# RECORDS PROVIDED
------------
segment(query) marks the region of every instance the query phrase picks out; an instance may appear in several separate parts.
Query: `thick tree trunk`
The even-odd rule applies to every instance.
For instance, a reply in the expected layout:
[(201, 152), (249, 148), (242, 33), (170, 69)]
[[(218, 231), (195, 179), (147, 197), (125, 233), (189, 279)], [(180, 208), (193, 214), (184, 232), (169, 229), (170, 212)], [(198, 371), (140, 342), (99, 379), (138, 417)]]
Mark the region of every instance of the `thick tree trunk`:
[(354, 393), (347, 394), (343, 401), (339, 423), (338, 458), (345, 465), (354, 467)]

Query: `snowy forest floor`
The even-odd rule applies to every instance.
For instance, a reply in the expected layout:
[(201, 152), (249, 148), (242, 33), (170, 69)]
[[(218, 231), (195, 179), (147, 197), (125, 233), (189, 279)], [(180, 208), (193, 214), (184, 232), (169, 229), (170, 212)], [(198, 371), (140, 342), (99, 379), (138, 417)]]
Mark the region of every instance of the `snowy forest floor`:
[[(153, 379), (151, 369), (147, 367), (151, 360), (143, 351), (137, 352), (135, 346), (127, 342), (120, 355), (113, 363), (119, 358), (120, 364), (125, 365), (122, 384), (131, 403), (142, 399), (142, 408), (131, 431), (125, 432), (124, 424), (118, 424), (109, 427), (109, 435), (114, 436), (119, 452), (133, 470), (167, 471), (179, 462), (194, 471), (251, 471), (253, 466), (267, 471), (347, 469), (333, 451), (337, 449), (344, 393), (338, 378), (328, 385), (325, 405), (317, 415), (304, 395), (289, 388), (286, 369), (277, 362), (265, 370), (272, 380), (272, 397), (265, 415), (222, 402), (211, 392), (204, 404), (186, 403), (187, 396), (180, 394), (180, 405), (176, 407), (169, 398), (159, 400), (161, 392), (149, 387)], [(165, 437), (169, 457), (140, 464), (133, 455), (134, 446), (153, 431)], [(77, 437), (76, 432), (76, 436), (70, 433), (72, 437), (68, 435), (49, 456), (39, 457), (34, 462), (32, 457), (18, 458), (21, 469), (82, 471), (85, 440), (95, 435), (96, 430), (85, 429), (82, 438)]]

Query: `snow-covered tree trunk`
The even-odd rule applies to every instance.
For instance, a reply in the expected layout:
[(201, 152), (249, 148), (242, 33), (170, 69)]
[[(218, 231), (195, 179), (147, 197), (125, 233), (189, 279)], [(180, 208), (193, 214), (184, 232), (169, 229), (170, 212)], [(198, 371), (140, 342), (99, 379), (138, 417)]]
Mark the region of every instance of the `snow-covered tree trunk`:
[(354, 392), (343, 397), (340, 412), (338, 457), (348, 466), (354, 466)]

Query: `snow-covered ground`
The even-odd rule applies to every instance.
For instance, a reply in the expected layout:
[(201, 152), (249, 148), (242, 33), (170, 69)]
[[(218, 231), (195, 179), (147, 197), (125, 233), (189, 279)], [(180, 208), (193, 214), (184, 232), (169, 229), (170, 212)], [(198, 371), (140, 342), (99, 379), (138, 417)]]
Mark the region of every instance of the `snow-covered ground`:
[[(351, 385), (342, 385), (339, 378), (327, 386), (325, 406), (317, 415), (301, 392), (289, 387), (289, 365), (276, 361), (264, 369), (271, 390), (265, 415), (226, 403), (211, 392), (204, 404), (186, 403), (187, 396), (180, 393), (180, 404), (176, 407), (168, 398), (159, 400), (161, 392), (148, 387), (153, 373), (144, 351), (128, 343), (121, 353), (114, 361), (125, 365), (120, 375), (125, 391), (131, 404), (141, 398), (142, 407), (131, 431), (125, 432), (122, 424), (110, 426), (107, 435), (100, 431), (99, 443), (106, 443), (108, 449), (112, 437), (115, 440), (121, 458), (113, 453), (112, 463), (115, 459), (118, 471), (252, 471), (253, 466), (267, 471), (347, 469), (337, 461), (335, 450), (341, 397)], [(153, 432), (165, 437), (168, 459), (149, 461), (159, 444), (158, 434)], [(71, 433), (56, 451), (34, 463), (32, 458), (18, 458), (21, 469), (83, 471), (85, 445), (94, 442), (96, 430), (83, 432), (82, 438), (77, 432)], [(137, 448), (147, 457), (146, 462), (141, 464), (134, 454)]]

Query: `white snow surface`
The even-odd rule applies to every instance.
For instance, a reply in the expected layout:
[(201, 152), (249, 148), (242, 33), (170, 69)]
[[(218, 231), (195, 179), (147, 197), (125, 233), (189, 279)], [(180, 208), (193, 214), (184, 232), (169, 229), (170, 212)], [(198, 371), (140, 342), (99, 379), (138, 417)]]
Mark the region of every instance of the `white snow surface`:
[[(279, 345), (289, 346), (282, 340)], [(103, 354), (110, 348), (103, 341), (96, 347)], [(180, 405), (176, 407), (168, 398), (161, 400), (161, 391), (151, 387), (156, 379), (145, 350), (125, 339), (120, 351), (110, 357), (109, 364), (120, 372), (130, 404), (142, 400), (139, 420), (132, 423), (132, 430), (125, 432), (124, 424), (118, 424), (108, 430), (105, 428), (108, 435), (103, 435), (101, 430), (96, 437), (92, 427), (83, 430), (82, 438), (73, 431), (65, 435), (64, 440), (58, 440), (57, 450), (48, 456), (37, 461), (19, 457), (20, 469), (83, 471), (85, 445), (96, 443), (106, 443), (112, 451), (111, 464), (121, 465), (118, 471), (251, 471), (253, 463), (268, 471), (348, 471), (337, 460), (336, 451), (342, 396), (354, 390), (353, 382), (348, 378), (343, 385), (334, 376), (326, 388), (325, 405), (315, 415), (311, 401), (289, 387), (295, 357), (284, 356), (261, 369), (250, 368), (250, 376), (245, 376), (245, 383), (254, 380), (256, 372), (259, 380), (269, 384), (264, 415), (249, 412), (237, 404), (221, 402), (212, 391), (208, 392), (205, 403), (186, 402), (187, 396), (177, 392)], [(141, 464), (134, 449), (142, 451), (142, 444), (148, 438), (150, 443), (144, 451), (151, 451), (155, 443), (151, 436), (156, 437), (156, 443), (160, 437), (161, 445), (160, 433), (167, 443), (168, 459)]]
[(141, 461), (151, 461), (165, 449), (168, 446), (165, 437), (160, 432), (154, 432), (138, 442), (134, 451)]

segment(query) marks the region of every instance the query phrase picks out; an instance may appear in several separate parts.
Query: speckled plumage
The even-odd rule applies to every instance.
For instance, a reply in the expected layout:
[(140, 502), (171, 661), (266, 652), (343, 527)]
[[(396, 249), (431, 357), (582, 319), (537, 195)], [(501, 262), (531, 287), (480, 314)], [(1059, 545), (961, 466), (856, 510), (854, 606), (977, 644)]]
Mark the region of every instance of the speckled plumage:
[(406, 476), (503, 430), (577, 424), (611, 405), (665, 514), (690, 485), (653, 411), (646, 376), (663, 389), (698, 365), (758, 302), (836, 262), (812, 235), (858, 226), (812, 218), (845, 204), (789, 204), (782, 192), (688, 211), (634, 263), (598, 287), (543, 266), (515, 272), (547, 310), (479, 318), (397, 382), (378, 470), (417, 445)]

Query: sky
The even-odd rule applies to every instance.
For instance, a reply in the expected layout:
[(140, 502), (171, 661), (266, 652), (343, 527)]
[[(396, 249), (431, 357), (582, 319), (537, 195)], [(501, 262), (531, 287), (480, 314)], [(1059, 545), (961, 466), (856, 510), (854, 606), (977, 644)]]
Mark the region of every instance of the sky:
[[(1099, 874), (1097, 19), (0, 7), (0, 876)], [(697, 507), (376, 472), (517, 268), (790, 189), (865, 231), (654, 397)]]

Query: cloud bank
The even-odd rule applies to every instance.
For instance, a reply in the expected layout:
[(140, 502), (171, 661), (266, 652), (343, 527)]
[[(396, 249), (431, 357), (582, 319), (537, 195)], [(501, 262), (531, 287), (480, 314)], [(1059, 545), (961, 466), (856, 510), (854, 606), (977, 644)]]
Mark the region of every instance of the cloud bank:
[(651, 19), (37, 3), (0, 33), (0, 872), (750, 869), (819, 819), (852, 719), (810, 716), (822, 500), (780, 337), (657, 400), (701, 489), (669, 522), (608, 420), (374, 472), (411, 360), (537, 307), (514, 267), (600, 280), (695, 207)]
------------
# GIVEN PROBLEM
Set down, exactly and in full, the lines from the one containing "Query: cloud bank" through the end of the entries; no other line belongs.

# FINISHED ANSWER
Query: cloud bank
The even-odd rule applies to every instance.
For instance, a reply in the expected layout:
[(140, 502), (171, 661), (266, 652), (343, 527)]
[[(396, 249), (431, 357), (582, 319), (537, 195)], [(501, 262), (531, 287), (480, 314)], [(1059, 545), (961, 466), (856, 510), (854, 606), (977, 644)]]
Mark the region of every instance of the cloud bank:
[(651, 19), (37, 3), (0, 33), (0, 872), (750, 869), (819, 819), (852, 719), (810, 716), (822, 500), (780, 337), (657, 400), (701, 489), (669, 522), (608, 420), (374, 472), (411, 360), (537, 307), (514, 267), (600, 280), (695, 207)]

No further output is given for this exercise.